First off, to deny that African Americans have been systematically and uniquely disadvantaged throughout history is silly. The Civil Rights Act wasn’t until 1964, and society doesn’t suddenly transform the minute a law is enacted. But, even if you go back further, black families were systematically split up and slaves were purposefully denied an education during slavery. The Adventures of Huckleberry Finn, one of the books with a rightful claim to “Great American Novel” status, centers on Jim running away from his “Master” because she broke her promise not to split up his family. He runs away and joins Huck to escape to the North with the primary goal of making enough money to buy back his family (Django Unchained is a more contemporary story with the same theme).
In addition, central to most slave narratives is some trickery or happenstance that allowed them unlikely access to education. Frederick Douglass bribed poor neighborhood white kids with bread in exchange for lessons on reading, which was highly frowned upon. He wrote, “I am strongly tempted to give the names of two or three of those little boys, as a testimonial of the gratitude and affection I bear them; but prudence forbids—not that it would injure me, but it might embarrass them; for it is almost an unpardonable offense to teach slaves to read in this Christian country.”
But, honestly, even if that weren’t the case, I’m not certain that I see much difference between affirmative action and any other need-based scholarship, many of which are awarded by race, gender, or socio-economic status. Sure, if I found out I was the theoretical “person whose spot was given to someone less qualified based on affirmative action,” I might be personally miffed, but the odds of that are highly unlikely.
This reader wants a more nuanced approach when implementing AA:
Rather than argue about whether it’s permissible or useful to use race in admission criteria, it would be a good idea to go directly to indicators of social disadvantage. Students who do well in challenging situations deserve credit for that. Rather than “race” (whatever that is), look directly at household income, parents’ educational level, various indicators of school quality, crime rates for the student’s home neighborhood.
The result would, of course, include a lot more students of color, and also a lot more disadvantaged white students. The biggest problem is that it would reduce the advantage of privileged students. The well-off would howl. A student who attended a good school, wasn’t (involuntarily) hungry, got tutoring and other help as needed, and did well in school wouldn’t get the benefit of pretending that all students had those advantages.
Using direct measures of social disadvantage is so obvious that it's hard to believe admissions officials haven’t thought of it. It’s also hard to believe that the reason for not even trying it is the expected opposition of the privileged. It’s easier to argue about race than to confront entrenched privilege.
One more reader for now:
Everyone watching these issues from the sidelines gets up in arms and takes one side or the other. As a result, we naturally frame the issue as underprivileged groups against colleges when we should actually frame it as one unified team against entrenched, systemic disadvantage.

## [MATERIAL]
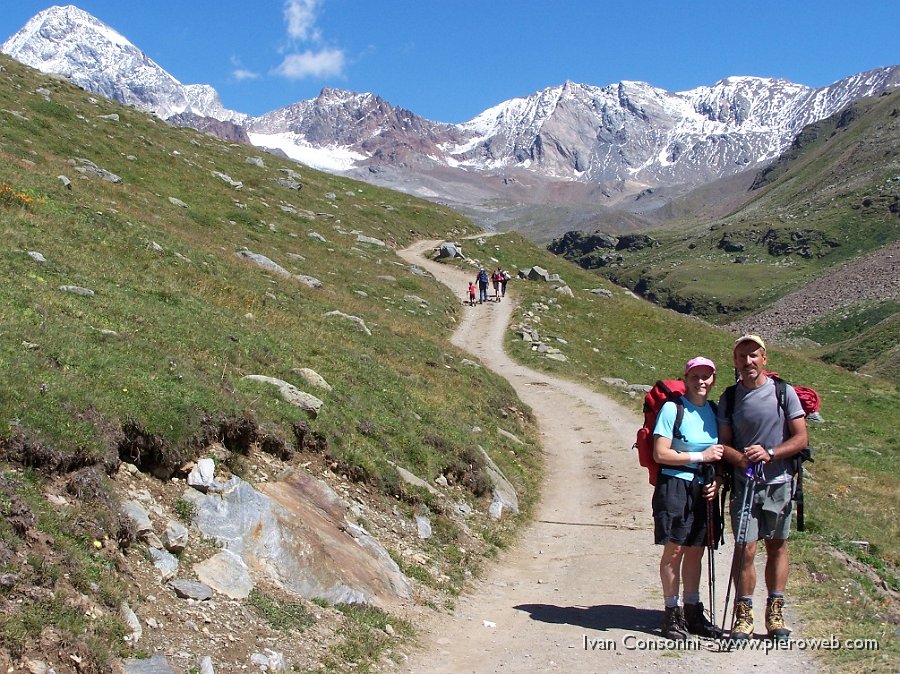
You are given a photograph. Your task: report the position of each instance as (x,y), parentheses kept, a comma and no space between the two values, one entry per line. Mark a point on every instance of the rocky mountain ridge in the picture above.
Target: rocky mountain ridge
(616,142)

## [GOALS]
a - Copy everything from "Using direct measures" down to "confront entrenched privilege." in the affirmative action passage, renaming "admissions officials" as "college admissions staff".
b - Answer these questions from the affirmative action passage:
(i) In what year was the Civil Rights Act passed?
(ii) What did Frederick Douglass give neighborhood white kids in exchange for reading lessons?
(iii) Besides more students of color, what other group would the proposed approach include more of?
The data is separate material from the affirmative action passage.

## [THE RESULTS]
a -
Using direct measures of social disadvantage is so obvious that it's hard to believe college admissions staff haven’t thought of it. It’s also hard to believe that the reason for not even trying it is the expected opposition of the privileged. It’s easier to argue about race than to confront entrenched privilege.

b -
(i) 1964
(ii) Bread
(iii) Disadvantaged white students